List every line in the items below that contains the string "white". Letter case counts.

"""

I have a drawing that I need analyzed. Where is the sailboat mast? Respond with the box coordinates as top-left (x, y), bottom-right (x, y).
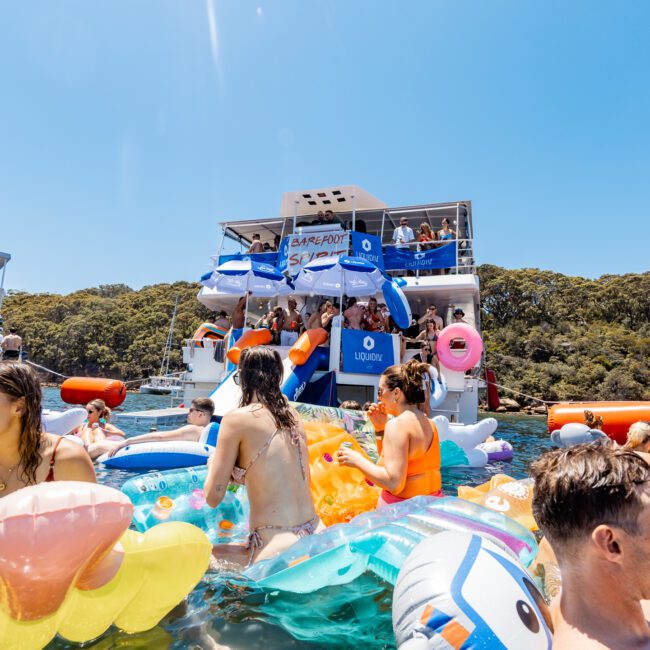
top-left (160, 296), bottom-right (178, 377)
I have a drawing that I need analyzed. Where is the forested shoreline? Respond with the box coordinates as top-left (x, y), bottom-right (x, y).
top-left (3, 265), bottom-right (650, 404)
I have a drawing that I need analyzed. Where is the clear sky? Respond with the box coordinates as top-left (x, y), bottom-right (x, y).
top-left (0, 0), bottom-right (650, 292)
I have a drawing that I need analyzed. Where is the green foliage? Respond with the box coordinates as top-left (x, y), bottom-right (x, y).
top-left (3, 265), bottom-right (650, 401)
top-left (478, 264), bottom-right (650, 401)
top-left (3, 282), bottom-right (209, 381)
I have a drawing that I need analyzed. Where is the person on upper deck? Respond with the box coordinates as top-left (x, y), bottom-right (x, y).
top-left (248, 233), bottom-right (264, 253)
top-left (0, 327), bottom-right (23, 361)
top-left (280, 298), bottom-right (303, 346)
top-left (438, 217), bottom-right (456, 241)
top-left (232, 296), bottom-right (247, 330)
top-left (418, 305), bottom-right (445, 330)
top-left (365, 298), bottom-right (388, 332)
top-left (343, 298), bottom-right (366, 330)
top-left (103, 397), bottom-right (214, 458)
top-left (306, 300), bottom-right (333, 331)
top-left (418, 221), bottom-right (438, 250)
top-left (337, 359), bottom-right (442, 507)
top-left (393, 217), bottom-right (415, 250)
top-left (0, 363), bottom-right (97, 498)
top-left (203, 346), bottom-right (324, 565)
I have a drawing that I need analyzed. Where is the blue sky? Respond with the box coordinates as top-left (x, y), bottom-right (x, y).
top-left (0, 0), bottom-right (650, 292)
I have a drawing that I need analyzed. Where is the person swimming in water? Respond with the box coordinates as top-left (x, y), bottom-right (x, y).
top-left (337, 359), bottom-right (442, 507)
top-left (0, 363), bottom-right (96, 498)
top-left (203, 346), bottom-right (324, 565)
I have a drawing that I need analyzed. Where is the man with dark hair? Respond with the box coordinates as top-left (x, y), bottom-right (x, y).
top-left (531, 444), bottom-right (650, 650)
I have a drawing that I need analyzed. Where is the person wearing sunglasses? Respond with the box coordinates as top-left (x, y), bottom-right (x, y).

"""
"""

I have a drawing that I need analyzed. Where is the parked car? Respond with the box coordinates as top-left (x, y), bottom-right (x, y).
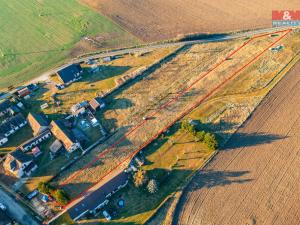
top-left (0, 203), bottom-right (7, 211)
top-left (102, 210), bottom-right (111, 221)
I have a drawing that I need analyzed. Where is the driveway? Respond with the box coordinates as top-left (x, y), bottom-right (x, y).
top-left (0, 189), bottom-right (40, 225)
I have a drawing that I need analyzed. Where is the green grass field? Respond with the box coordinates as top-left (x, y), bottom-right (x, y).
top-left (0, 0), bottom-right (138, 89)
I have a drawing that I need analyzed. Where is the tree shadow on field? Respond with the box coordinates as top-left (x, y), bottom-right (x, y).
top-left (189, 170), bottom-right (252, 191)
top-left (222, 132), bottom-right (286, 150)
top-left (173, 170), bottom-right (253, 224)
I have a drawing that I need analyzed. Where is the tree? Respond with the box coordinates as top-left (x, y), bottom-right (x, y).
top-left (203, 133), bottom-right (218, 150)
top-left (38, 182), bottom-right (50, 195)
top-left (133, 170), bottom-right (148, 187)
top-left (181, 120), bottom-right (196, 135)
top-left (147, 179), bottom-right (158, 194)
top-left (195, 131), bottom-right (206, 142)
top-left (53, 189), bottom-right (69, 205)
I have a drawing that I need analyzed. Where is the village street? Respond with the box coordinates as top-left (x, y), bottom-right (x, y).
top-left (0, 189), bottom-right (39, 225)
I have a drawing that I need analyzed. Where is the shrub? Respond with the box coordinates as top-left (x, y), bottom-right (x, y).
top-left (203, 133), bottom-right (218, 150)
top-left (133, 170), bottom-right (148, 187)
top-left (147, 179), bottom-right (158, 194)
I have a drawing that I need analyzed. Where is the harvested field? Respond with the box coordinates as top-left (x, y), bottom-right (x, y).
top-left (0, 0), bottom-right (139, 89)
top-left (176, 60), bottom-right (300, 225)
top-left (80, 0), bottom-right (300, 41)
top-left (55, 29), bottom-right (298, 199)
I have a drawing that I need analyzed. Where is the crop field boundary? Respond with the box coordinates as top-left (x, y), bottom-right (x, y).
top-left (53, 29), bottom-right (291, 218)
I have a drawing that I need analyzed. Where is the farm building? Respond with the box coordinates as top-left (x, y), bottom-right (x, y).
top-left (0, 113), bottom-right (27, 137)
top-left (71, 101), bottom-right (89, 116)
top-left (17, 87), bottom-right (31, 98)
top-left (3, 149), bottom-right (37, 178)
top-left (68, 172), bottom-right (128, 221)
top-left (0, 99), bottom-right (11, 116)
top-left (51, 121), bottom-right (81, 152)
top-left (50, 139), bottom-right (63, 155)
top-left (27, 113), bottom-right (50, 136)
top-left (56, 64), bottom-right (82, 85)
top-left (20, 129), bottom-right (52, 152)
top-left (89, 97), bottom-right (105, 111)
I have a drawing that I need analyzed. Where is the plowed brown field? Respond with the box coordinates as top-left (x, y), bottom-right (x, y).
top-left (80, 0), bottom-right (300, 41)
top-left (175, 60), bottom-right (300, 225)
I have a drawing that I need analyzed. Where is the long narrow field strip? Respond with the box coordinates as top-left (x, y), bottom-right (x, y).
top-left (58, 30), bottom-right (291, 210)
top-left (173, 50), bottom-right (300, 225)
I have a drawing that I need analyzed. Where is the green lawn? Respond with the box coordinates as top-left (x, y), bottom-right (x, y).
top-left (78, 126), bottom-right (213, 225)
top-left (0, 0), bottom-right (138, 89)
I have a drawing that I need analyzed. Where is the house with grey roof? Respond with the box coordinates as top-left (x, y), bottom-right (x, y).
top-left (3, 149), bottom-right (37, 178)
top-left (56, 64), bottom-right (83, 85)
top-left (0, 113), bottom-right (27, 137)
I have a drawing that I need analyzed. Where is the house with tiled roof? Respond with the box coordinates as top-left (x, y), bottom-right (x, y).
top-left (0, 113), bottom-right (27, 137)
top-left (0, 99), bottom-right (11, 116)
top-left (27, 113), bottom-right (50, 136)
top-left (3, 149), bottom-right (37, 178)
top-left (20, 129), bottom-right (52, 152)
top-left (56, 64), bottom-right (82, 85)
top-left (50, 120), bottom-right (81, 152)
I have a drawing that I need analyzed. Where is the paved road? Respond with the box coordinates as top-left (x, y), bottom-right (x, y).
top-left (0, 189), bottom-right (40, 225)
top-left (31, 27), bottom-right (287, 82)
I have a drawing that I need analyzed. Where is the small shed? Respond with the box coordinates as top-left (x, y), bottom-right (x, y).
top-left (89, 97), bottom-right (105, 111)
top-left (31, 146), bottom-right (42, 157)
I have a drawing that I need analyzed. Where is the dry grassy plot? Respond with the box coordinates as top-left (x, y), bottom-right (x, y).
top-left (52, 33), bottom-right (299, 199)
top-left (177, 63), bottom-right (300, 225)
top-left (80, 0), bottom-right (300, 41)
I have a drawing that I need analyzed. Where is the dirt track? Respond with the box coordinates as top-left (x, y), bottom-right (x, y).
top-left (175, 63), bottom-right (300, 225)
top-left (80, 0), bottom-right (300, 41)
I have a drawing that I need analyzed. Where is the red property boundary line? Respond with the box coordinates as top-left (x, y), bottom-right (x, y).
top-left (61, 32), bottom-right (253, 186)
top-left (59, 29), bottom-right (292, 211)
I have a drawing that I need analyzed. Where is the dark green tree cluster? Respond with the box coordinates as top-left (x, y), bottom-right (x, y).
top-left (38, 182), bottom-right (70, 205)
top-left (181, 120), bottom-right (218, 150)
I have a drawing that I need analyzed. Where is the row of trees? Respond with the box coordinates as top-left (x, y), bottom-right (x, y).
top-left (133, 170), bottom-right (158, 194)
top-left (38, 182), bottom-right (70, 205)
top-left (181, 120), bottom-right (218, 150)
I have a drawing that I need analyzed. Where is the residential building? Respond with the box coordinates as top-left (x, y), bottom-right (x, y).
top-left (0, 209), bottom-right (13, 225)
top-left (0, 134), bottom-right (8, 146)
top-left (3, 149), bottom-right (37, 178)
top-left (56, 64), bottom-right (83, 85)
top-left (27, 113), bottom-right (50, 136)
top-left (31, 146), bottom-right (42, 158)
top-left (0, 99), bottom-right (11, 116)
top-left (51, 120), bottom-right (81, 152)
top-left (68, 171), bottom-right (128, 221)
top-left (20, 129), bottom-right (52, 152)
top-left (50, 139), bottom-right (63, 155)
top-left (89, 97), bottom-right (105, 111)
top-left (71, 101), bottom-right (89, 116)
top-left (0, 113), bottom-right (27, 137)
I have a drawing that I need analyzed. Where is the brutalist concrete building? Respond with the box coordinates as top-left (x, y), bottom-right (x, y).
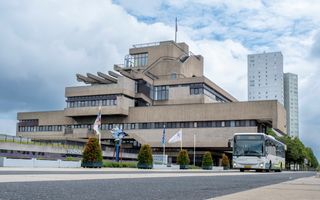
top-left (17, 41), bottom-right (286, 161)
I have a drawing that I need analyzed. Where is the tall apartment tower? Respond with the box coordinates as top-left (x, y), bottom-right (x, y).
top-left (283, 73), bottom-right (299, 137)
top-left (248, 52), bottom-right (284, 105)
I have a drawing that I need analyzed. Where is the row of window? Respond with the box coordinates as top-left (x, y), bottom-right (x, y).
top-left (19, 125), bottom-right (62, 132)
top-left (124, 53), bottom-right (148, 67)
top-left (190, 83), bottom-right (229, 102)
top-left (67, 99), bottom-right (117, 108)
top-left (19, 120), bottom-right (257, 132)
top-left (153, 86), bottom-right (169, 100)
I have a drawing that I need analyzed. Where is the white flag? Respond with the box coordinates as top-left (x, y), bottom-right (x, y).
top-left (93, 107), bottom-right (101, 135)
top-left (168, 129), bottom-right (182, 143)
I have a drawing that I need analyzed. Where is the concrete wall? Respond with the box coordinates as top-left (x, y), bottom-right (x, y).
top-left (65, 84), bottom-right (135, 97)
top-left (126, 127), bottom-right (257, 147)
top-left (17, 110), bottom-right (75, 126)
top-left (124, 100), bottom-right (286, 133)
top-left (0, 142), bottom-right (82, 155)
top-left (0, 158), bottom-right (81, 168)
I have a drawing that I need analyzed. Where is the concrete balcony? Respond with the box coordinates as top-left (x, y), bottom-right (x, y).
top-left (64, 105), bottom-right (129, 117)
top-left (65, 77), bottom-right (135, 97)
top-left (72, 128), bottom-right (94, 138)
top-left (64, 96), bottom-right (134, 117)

"""
"""

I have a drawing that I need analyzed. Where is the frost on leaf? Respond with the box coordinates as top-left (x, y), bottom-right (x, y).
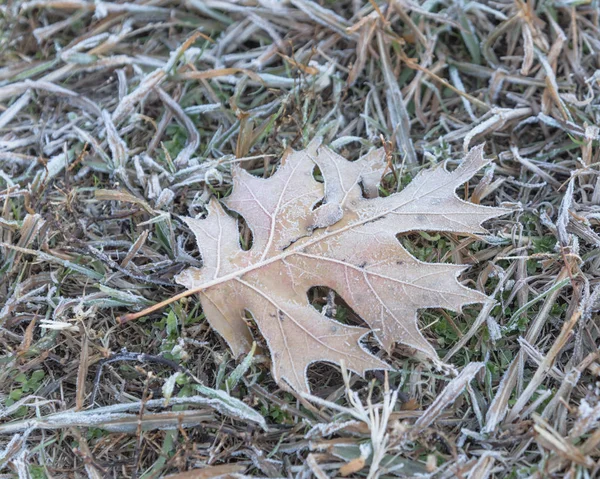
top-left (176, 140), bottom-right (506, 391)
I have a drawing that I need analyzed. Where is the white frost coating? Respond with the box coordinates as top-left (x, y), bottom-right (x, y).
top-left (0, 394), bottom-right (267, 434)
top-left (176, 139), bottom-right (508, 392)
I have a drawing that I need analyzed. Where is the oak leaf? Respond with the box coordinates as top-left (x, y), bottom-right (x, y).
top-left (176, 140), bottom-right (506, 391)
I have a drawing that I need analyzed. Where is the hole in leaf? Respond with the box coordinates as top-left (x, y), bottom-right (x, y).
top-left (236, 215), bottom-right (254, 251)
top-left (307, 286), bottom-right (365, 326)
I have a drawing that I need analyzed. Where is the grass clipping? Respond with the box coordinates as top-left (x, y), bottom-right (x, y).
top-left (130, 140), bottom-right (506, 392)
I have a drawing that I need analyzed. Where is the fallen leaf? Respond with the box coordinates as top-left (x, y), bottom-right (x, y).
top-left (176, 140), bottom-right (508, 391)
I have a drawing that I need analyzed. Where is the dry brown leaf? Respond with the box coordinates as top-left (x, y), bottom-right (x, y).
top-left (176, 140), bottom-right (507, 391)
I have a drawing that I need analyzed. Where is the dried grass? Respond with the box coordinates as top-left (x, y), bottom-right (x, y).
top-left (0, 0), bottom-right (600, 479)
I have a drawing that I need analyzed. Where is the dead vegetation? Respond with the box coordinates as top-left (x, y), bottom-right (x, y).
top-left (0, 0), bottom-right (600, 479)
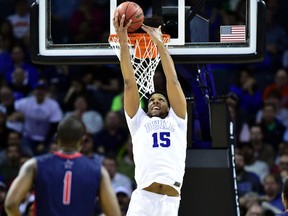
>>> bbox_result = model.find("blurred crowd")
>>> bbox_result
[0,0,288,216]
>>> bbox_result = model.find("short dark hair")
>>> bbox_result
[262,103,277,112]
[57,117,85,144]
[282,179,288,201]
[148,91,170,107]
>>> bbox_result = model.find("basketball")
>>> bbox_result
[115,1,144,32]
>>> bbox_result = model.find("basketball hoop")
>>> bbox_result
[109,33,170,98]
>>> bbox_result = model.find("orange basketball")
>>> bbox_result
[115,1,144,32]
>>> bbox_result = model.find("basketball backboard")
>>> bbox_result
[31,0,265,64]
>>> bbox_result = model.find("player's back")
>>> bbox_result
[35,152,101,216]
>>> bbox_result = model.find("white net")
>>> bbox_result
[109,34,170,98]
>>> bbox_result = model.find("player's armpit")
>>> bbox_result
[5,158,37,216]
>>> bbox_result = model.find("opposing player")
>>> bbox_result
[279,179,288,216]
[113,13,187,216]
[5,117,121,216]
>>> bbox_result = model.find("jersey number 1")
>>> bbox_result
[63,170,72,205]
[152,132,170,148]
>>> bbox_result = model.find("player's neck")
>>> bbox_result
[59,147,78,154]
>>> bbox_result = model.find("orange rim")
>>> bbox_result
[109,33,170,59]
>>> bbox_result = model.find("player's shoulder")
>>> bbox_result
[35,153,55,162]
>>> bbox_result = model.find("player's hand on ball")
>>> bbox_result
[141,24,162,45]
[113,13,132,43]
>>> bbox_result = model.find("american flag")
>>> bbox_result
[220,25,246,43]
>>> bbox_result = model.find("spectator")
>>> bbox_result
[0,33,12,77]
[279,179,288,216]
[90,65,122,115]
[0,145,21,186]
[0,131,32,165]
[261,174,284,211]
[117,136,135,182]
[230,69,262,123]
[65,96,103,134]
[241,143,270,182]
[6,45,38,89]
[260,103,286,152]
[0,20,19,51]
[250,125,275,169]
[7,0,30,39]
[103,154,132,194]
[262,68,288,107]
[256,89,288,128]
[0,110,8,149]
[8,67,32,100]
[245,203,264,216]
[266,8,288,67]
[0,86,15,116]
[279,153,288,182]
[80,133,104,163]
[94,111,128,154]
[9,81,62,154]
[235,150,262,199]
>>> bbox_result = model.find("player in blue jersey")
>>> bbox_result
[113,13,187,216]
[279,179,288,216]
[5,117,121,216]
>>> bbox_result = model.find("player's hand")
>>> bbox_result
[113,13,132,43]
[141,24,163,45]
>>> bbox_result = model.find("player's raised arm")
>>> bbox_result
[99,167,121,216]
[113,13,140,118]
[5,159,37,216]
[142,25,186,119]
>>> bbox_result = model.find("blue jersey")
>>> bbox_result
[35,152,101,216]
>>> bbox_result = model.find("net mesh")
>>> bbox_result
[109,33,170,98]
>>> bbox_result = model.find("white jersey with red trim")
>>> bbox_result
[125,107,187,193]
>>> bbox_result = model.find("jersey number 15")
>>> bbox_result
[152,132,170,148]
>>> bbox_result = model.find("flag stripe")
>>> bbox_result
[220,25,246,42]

"""

**Complete response**
I have a drawing that I need analyzed. Where is the white flag? Respond with the box coordinates as top-left (x, y), bottom-right (x, y).
I have a drawing that I need analyzed. Where is the white frost coating? Respond with the box coordinates as top-left (x, y), bottom-right (x, y).
>>> bbox_result = model.find("white net")
>>> bbox_result = model.find("white jersey with red trim")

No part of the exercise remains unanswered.